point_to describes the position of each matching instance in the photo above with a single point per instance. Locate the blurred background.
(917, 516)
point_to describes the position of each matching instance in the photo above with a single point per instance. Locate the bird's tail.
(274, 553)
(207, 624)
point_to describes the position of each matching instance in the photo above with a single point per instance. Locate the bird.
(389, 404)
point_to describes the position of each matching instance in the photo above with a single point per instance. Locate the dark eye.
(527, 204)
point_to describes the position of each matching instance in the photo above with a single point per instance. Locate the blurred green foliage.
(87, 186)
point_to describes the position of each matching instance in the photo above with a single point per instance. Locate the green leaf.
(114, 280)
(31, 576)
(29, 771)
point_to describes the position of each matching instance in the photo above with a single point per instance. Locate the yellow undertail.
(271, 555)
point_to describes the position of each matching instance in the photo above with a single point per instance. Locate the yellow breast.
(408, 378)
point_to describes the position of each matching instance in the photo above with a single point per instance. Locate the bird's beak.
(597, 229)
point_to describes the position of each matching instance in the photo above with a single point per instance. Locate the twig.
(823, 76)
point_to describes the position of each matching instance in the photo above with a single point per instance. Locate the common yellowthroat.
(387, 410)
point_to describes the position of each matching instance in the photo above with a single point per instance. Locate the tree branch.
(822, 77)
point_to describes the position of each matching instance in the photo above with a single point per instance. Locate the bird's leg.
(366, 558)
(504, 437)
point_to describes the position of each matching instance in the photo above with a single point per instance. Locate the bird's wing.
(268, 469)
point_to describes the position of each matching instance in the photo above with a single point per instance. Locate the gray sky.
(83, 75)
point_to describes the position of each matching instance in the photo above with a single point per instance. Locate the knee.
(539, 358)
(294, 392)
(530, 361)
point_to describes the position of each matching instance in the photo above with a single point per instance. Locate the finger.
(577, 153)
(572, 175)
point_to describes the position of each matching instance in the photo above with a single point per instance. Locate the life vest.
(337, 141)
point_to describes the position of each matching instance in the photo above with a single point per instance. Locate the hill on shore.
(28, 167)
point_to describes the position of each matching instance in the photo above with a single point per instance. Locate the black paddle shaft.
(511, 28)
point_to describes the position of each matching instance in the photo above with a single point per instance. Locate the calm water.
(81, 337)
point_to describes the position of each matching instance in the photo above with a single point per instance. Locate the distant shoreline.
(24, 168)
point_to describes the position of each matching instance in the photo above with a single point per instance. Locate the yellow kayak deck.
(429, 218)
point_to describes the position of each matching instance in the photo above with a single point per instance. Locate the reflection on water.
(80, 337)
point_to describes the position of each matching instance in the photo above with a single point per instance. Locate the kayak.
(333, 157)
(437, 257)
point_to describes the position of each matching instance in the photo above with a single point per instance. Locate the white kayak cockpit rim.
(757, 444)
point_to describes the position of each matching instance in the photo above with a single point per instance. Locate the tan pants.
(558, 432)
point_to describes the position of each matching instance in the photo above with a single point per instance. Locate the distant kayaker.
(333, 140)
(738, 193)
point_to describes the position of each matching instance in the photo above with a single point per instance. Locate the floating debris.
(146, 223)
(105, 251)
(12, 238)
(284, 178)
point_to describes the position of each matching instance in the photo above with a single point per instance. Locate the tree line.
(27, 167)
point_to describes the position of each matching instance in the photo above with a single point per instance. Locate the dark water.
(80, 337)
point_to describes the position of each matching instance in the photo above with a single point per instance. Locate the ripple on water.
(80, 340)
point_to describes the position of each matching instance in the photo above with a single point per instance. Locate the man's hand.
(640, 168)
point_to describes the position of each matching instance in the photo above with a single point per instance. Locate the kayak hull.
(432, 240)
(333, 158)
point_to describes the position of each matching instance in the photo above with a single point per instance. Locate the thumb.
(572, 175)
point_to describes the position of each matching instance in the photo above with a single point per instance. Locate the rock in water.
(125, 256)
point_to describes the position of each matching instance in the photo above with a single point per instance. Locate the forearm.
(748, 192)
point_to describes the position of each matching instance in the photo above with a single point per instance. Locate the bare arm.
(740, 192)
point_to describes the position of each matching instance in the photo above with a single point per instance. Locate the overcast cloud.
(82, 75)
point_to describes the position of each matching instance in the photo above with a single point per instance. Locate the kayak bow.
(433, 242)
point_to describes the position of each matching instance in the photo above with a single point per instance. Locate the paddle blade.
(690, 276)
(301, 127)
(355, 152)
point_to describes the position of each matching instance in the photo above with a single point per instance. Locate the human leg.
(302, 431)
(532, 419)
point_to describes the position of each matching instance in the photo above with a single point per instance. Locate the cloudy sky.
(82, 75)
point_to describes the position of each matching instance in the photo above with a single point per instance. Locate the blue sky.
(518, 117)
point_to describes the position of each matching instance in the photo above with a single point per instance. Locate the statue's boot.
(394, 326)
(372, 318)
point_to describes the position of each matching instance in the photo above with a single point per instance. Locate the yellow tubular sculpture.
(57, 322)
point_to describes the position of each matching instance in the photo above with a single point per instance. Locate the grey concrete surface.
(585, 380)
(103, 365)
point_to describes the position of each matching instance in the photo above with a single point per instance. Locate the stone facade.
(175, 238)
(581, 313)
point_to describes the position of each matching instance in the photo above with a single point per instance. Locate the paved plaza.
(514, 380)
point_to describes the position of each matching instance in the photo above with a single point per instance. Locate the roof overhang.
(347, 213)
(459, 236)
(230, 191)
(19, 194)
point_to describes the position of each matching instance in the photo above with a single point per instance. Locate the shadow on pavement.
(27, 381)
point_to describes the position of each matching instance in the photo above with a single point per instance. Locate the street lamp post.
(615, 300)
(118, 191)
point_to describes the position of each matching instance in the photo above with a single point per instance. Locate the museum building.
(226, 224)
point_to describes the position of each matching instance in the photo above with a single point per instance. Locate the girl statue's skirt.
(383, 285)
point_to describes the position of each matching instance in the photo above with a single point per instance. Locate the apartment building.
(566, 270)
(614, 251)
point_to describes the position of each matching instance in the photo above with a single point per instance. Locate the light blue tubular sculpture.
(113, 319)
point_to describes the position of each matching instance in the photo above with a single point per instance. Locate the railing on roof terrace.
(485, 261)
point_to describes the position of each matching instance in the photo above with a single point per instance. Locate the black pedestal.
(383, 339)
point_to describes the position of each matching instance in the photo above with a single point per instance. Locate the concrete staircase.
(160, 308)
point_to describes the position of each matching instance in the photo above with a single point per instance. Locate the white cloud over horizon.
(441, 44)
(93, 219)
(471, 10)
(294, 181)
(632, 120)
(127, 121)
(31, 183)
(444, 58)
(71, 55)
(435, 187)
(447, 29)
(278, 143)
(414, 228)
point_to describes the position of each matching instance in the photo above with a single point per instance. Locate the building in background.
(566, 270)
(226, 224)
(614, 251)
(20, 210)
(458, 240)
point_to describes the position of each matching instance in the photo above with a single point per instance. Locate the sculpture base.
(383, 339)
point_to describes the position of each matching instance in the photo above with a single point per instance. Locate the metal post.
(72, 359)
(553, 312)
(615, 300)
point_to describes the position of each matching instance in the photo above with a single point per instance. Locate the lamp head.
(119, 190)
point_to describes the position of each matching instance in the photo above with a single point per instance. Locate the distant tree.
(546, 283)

········

■ Required work
Copy out the records once more, with nothing altered.

■ Response below
point_to describes the position of each matching instance in the photo above with a single point per instance. Locate the blurred background.
(917, 516)
point_to describes the position of each matching instance in the photo above with a single point per instance. Locate the bird's tail.
(274, 553)
(207, 624)
point_to describes the position of each matching instance in the photo above with a single point per instance. Locate the bird.
(389, 404)
point_to describes the position of each matching instance in the photo above with a single point per instance. Locate the dark eye.
(527, 204)
point_to describes the position of each matching instance in the photo above with a single point per instance. Locate the blurred green foliage.
(87, 186)
point_to describes the position of each matching instance in the photo above with a single point per instance. Locate the green leaf.
(114, 280)
(31, 576)
(29, 771)
point_to describes the position of each matching instance in the photo above with a single point per instance. Locate the yellow undertail.
(271, 555)
point_to describes the position of each matching instance in the photo above with a single point per instance. Locate the yellow breast.
(408, 378)
point_to describes the position of each matching instance in the photo above with a single point per instance. Locate the bird's beak.
(597, 229)
point_to describes the position of each matching instance in the photo above with a single point per instance. Locate the twig.
(823, 76)
point_to describes the position of each matching instance in the photo above with a single point per instance. Locate the common yellowthroat.
(387, 410)
point_to describes the position of each matching instance in the photo above with a single point per instance. Locate the tree branch.
(822, 77)
point_to describes the position of each matching instance in the photo above with a single point per instance. Locate the bird's leg.
(366, 558)
(504, 437)
point_to describes the position of each matching instance in the photo above with a single point per instance. Locate the bird's wing.
(268, 469)
point_to describes the position of each matching instance in the photo above with a single point per instance. Locate the gray sky.
(83, 75)
point_to describes the position of each matching instance in the photo above with a single point per instance. Locate the knee.
(539, 358)
(294, 392)
(530, 361)
point_to describes the position of each matching instance in the photo above with a single point per instance. Locate the finger.
(577, 153)
(572, 175)
point_to describes the position of each matching instance in the photo above with a single point per instance. Locate the life vest.
(337, 141)
point_to describes the position of each matching instance in the photo above with a single point per instance. Locate the hill on shore.
(28, 167)
point_to describes the position of each matching instance in the photo above with a single point per instance. Locate the black paddle shaft.
(511, 28)
point_to describes the position of each matching instance in the photo above with a single point per instance. Locate the calm water.
(81, 337)
point_to describes the position of each matching instance in the photo above with a single point per instance. Locate the distant shoreline.
(24, 168)
point_to describes the position of each matching instance in the photo above with a single point per instance. Locate the yellow kayak deck.
(429, 218)
point_to describes the position of each matching instance in the photo above with a single point per instance. Locate the reflection on water.
(80, 337)
point_to describes the position of each matching instance in the photo above with a single point per instance. Locate the kayak.
(333, 157)
(437, 257)
point_to describes the position of each matching instance in the photo above with a single point per instance. Locate the white kayak cockpit rim.
(757, 444)
point_to describes the position of each matching instance in the photo above with a single point per instance. Locate the tan pants.
(558, 432)
point_to describes the position of each matching instance in the photo above with a single point per instance. Locate the distant kayaker.
(333, 140)
(738, 193)
point_to describes the position of each matching instance in the photo above with a single point per instance. Locate the floating debris.
(146, 223)
(105, 251)
(12, 238)
(284, 178)
point_to describes the position of each matching instance in the photo above with a single point per instance. Locate the tree line.
(27, 167)
point_to describes the position of each matching instance in the photo above with a single point per instance. Locate the dark water.
(80, 337)
point_to describes the position of each matching instance in the photo above with a single point per instance. Locate the ripple on water.
(80, 340)
point_to describes the position of each matching instance in the photo above with a single point per instance. Locate the man's hand.
(640, 168)
point_to describes the position of each matching instance in the photo above with a single point per instance. Locate the kayak hull.
(432, 240)
(333, 158)
point_to describes the position of each matching instance in the photo above with a single point per instance. Locate the thumb.
(572, 175)
point_to describes the position of each matching instance in the photo above with a single point per instance. Locate the rock in water.
(125, 256)
point_to describes the position of each matching instance in the photo above with a single point per instance. Locate the forearm.
(748, 192)
point_to describes the position of each matching instance in the photo above with a single point per instance. Locate the bare arm.
(740, 192)
point_to describes the position of each matching instance in the photo above with a single point per instance. Locate the overcast cloud.
(82, 75)
point_to describes the position of each matching instance in the photo above with a single point per instance. Locate the kayak bow.
(433, 242)
point_to describes the position of each matching instance in the photo above with a single point per instance. Locate the paddle blade.
(690, 276)
(301, 127)
(355, 152)
point_to describes the position of each matching instance in the photo above with a single point per instance. Locate the human leg.
(302, 431)
(532, 419)
point_to describes the position of each matching instance in the photo above with a single point per instance. Locate the cloudy sky.
(82, 75)
point_to describes the position of each matching instance in the photo above with a single point per instance. Locate the blue sky.
(518, 117)
point_to describes the position of each matching instance in the photo above with a single point per instance. Locate the statue's boot.
(394, 326)
(372, 318)
point_to describes the position of each matching instance in the photo above with a single point per instance. Locate the yellow tubular sculpture.
(57, 322)
point_to describes the position of each matching instance in the photo above with a single point per instance. Locate the grey concrete surface.
(585, 380)
(103, 365)
point_to describes the position of each matching instance in the photo above with a single point per instance. Locate the stone facade.
(175, 238)
(581, 313)
point_to describes the position of each matching instance in the photo above with a single point per instance. Locate the paved plaza.
(514, 380)
point_to describes the position of each matching instance in the photo above with a single point per instance. Locate the roof overhang.
(347, 213)
(459, 236)
(230, 191)
(19, 194)
point_to describes the position of each matching instance in the photo above with a single point per instance. Locate the shadow on pavement.
(27, 381)
point_to describes the position of each matching instance in the photo above with a single point per instance. Locate the street lamp post.
(615, 300)
(118, 191)
point_to describes the position of each matching instance in the photo above with a single point per instance. Locate the museum building.
(226, 224)
point_to describes the position of each matching instance in the photo above with a single point per instance. Locate the girl statue's skirt.
(383, 285)
point_to describes the position of each matching instance in the photo above with a single point per instance. Locate the apartment building.
(566, 270)
(614, 251)
point_to describes the position of each matching instance in the photo above with a single point per instance. Locate the light blue tubular sculpture.
(113, 319)
point_to describes the position of each matching instance in the photo above with a single point per instance. Locate the railing on roof terrace.
(485, 261)
point_to describes the position of each matching instance in the photo above with a single point per instance. Locate the black pedestal.
(383, 339)
point_to describes the position of each matching instance in the photo above with a single point per instance. Locate the concrete staircase.
(160, 308)
point_to describes the position of each matching instance in the photo above with a single point per instance. Locate the white cloud over horizon.
(441, 44)
(93, 219)
(471, 10)
(294, 181)
(632, 120)
(127, 121)
(31, 183)
(444, 58)
(71, 55)
(435, 187)
(447, 29)
(278, 143)
(414, 228)
point_to describes the position of each matching instance in the photo above with a single point per instance. Locate the building in background.
(566, 270)
(226, 224)
(614, 251)
(20, 210)
(458, 240)
point_to describes the position of each matching instance in the photo above with a single point per instance. Locate the sculpture base.
(383, 339)
point_to describes the position of each matching instance in the photo above with a single point per instance. Locate the metal post.
(72, 359)
(553, 312)
(615, 300)
point_to describes the position of each matching instance in the photo above with a single point per instance. Locate the lamp head.
(119, 190)
point_to describes the position of each matching instance in the photo above with a single point per instance. Locate the distant tree.
(546, 283)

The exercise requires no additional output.